Start of The data
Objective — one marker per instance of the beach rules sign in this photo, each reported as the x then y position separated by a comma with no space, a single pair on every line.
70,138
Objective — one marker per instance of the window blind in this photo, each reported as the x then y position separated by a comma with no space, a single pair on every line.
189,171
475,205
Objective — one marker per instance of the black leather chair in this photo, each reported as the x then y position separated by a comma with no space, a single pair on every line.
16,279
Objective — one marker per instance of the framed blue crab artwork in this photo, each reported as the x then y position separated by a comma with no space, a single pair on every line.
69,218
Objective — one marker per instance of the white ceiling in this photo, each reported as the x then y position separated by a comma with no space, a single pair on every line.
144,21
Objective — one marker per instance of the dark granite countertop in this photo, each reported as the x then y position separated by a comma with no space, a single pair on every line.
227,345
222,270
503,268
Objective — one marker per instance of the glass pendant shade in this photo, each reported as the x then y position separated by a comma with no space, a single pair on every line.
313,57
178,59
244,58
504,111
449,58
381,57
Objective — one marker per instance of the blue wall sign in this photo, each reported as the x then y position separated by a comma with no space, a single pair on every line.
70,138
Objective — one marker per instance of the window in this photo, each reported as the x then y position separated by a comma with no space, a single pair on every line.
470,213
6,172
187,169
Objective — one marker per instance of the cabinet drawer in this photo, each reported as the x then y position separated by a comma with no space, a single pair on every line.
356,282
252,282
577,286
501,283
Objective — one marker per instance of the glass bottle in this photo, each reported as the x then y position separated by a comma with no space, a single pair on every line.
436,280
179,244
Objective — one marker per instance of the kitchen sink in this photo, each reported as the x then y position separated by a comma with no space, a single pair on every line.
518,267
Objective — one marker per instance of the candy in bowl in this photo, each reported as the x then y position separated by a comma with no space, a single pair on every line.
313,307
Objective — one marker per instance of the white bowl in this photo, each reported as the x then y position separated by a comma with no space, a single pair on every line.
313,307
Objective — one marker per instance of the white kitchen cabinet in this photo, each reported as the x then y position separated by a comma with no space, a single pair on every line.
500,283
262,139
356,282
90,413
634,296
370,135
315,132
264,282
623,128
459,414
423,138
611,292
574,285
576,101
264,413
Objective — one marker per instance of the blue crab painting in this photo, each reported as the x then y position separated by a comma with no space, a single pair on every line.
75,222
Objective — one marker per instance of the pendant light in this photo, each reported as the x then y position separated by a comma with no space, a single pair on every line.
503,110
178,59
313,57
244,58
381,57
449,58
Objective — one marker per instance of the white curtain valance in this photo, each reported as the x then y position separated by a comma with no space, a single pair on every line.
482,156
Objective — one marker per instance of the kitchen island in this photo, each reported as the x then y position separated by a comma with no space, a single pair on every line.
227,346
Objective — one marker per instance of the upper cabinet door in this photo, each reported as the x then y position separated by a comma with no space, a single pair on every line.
End of The data
Work item: Output the entries exactly. Leave nothing out.

Task output:
Objective — one marker per instance of the beach rules sign in this photo, each reported as the x then y position separated by a comma with no space, a single pair on every line.
70,138
Objective — one marker per instance of the window blind in this photo, each reported as the x then y position separated by a comma with no space, a single pair on every line.
189,171
475,205
Objective — one marker per instance of the black leather chair in this photo, each reported as the x then y position separated by a comma with no space, a single pair on every line.
16,279
Objective — one marker per instance of the framed blue crab artwork in this photo, each reported as the x then y position separated by a comma with no space, a single pair on every line.
69,218
Objective — one marker per instance of the white ceiling in this photo, each reported as the x then y position separated by a comma with no space, a single pair on every line.
144,21
Objective — one marker per instance of the dark granite countertop in this photo, each reported as the x then y position separated by a comma with no space, a single pair on every line.
227,345
222,270
503,268
Objective — one marker per instance of the glass pendant shade in this photo, each reported as the x then y position separated by a comma with no space, a single pair on every line.
313,57
178,59
244,58
504,111
449,58
381,57
Objective — one marker per instance of the blue wall sign in this photo, each reported as the x then y position separated by a comma with no space, a single pair on every line.
70,138
Objective — one marker per instance of the window in this photo, each reported as the x then y position separated by a comma with no space, a single pair on every line.
470,213
6,172
187,169
Objective — one marker per instance of the cabinet drawer in this photo, each reported as the x then y position separated by a comma with no space, a single pair on every line.
356,282
252,282
577,286
501,283
Objective — one marker per instance of the glass bottle in this photo, each reported as the x then y position separated by a comma with no space, a single pair on every line.
436,280
179,244
Objective — one marker per instance of the kitchen sink in this photo, each reported as the x then y position separated by a comma with no space, a single pair on every line.
518,267
Objective — one marker per instance of the candy in bowl in this photo, each reported as the x then y position separated by a comma with no space, a single pair on every line.
313,307
Objective — one marker per instance of the white bowl in this photo, each reported as the x then y position separated by a comma with no space, a single pair on every line.
313,307
Objective — one marker per instance of the white kitchen cabinet in this photo, each reported as the x then y position separated by a comma with no space, a single pair on every line.
500,283
262,139
356,282
90,413
634,296
370,135
315,132
264,282
623,128
459,414
423,138
611,292
574,285
576,101
264,413
Objective — one marker per instance of the blue crab painting in this photo, each reported as the x then y position separated by a comma with no space, a single pair on every line.
75,222
Objective — one marker per instance of the pendant light in this photo, each reported as the x then y position separated by a comma with no space, a single pair on every line.
503,110
178,59
313,57
244,58
381,57
449,58
Objective — one marker per instance of the white curtain valance in this photo, each reported as the x then y position separated by a comma with no space, a single pair on every line.
482,156
Objective — one marker per instance of the kitchen island in this photo, each reported as the x then y position separated by a comma with no space, a single pair on every line.
227,346
Objective — one marker per instance of the upper cabinet door in this photo, each reported as the x then y position separated by a comma with no space, a single pair on every line.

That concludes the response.